AIM » Rewrite every line of the items below, requests included, multiplying each x and y coordinate in the answers by 1.2 and rounding to whole numbers, with halves rounded up. Omit the pictures from the output.
--------
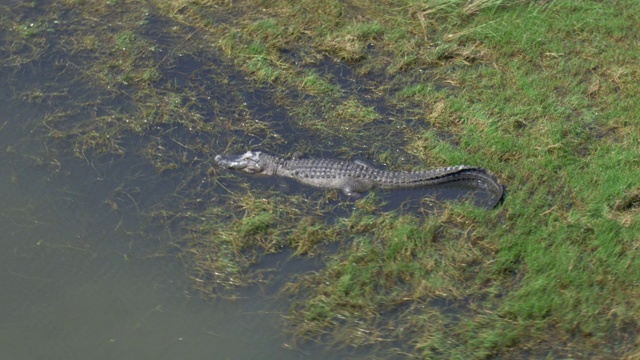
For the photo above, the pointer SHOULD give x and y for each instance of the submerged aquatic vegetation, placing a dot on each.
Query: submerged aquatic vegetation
(542, 93)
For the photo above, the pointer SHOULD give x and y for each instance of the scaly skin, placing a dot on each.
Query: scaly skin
(356, 177)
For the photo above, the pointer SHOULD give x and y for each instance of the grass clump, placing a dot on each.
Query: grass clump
(544, 94)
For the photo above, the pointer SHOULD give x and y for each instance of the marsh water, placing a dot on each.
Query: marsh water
(86, 273)
(83, 281)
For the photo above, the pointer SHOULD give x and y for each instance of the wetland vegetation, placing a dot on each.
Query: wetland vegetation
(543, 93)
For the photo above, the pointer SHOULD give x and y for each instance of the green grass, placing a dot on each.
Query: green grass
(542, 93)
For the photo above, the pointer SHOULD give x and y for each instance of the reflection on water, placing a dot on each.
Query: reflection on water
(82, 281)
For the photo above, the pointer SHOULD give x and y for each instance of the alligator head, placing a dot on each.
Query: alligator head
(248, 162)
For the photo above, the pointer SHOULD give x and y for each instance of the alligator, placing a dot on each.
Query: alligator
(356, 177)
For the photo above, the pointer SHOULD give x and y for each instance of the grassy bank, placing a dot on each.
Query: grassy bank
(545, 94)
--------
FINAL RESULT »
For the photo above, the pointer SHOULD give x and y for each instance of the submerged aquatic vegetation, placing a dot on each.
Query: submerged aquatic vegetation
(650, 112)
For the photo above, the pointer SHOULD give x and y for each instance of the scaly skin, placing a dot on each.
Query: scaly skin
(427, 212)
For the photo above, the pointer SHOULD give x and y for each instance of the grass clump, placing a dot on each.
Query: grass clump
(653, 113)
For the photo above, the pointer SHOULD give x and y for each instance of the marsh water, placing a dot on each.
Query: marsh water
(103, 328)
(100, 337)
For the photo above, the pointer SHOULD give x and y for each instance of the wetland vegetation, placing a dot on each.
Query: wetland vegetation
(652, 112)
For the photo above, the pointer SHOULD give x and y for each instance of the green grass, placing a dot on each.
Query: green grass
(650, 112)
For the photo above, the pointer SHOULD give x and y for each instance of the reflection on water, placing a dot on each.
Query: reflection on water
(98, 337)
For the photo above, the pointer SHOULD give x and y for each instance of the alligator head, placing a dot on each.
Query: alligator head
(298, 194)
For the photo above, the pointer SHOULD give x and y for each instance of the alligator, placing a dot on each.
Query: alligator
(427, 212)
For the photo above, the pointer SHOULD give x and y for each instance of the grassy bank, placing a dot on each.
Query: grassy bank
(654, 113)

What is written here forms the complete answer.